** EXERCISE GOAL **
Retype everything from "When they meet" down to "prophecy as well." in the passage on handling prophecies in tabletop role-playing games, changing nothing.

** PROVIDED TEXT **
You just have to be general in your answers - the better the success, the more details you can give out.

Example:
You will meet a girl, find her dog. This will lead you to a waterfall and a door behind it, the least good of your party shall open it and if you live the next 10 days, the rewards will be greater than any before.

Also, I use the player's Piety. Players that roleplay their devotion will be rewarded, those that don't will not.

Rule of thump...
  • Tell of the road - weather, direction, etc.
  • Tell of obstacles - events (random monster)
  • Tell of an NPC - someone who may help or try and stop them
  • Tell of the villian - hideout or appearance or plot or personality

pretty good advice. Each of those elements would be useful to know and is probable to encounter if the PCs are actively pursuing the plot hook.

you may say there is bad weather on the road, and the PCs find a way to bypass it, but they will see that as the prophecy giving them a future to avoid.

When they do meet an NPC who fits the description of helpful old man, they will assume it is the guy and trust him, thereby minimizing the usual NPC distrust conversation lag

When they meet the villain wielding the very sword you said he would (because it was on his character sheet), they'll see that as confirmation of the prophecy as well.

It's not rocket surgery.

though it might not be simplifiable to game mechanics.

I would avoid showing definitive outcomes, like the bad guy dies by having PC#1's blad plunged into his heart, as that might not be how he actually dies. But showing elements of the encounter will inform the party what they will face without declaring the final outcome.
 

In a 2e game a couple of decades ago, my Druid had Astrology and would cast a chart each day.

The chart gave the group a vague sense of the day's events.

For example, when traveling overland the DM rolled the random encounters ahead of time and gave a general idea of number of encounters combined with their danger level. This was really helpful when the DM told us "Today will be challenging. Traveling in the woods will lead to painful horror". We spent that day holed up in the inn. The DM rolled a high-level CE lich encounter on the wilderness encounter tables.

When at an active adventure site, he gave some general insight into themic challenges.

** PROVIDED DATA **
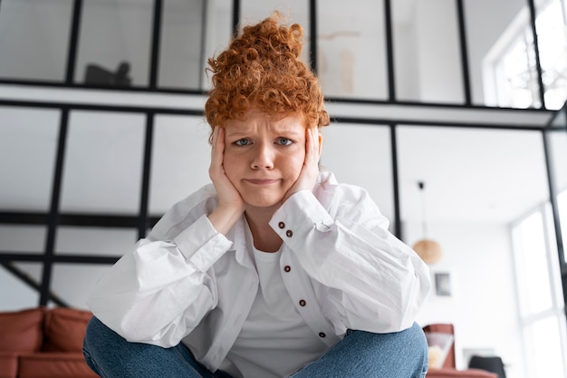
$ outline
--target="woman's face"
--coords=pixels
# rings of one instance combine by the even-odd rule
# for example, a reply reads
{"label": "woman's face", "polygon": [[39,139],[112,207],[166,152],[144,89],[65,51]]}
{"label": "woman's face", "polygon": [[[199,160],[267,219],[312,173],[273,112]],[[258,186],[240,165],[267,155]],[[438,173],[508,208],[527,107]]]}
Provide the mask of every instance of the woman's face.
{"label": "woman's face", "polygon": [[274,119],[256,110],[225,127],[225,172],[247,206],[279,206],[305,160],[303,118]]}

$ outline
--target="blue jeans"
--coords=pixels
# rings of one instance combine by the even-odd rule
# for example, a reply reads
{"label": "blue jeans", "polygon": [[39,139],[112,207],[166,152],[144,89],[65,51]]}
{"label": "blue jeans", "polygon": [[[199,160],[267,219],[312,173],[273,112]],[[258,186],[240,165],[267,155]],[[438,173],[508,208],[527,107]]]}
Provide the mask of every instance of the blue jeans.
{"label": "blue jeans", "polygon": [[[87,326],[83,354],[89,366],[103,378],[231,378],[222,371],[207,371],[182,344],[162,348],[129,343],[96,317]],[[290,377],[423,378],[427,369],[426,338],[414,324],[393,334],[349,331]]]}

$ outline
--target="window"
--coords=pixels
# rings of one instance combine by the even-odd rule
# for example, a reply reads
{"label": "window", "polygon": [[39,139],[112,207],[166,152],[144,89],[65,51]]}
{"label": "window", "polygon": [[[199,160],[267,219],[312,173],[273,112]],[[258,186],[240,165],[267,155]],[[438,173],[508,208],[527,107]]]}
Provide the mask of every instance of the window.
{"label": "window", "polygon": [[[539,5],[535,18],[546,109],[561,109],[567,99],[567,37],[564,0]],[[486,54],[485,81],[493,81],[487,102],[513,108],[542,106],[535,48],[527,9],[523,9]]]}
{"label": "window", "polygon": [[562,358],[566,351],[565,315],[552,228],[549,204],[512,227],[520,325],[529,377],[562,378],[567,370]]}

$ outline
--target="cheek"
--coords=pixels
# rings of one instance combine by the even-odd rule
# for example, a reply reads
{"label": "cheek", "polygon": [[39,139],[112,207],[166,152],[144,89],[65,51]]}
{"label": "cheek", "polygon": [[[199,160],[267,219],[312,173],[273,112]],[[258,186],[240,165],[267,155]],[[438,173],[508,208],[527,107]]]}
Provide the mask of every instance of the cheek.
{"label": "cheek", "polygon": [[299,154],[294,155],[292,159],[290,159],[290,160],[286,164],[286,166],[289,168],[290,175],[293,177],[293,180],[297,179],[297,178],[301,174],[302,170],[303,169],[304,161],[305,161],[305,154],[299,153]]}

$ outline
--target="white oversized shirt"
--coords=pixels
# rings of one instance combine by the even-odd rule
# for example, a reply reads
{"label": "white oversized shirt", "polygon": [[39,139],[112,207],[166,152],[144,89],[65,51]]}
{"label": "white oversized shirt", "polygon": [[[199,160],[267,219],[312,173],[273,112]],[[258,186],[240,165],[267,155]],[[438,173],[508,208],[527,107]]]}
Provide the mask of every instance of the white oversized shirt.
{"label": "white oversized shirt", "polygon": [[[258,290],[253,241],[241,219],[225,236],[207,217],[212,184],[177,203],[95,286],[87,304],[130,342],[183,342],[214,372],[238,336]],[[322,172],[312,191],[274,214],[284,240],[284,283],[309,328],[327,345],[347,329],[374,333],[412,325],[426,299],[428,269],[388,230],[364,189]]]}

** EXERCISE OUTPUT **
When they meet the villain wielding the very sword you said he would (because it was on his character sheet), they'll see that as confirmation of the prophecy as well.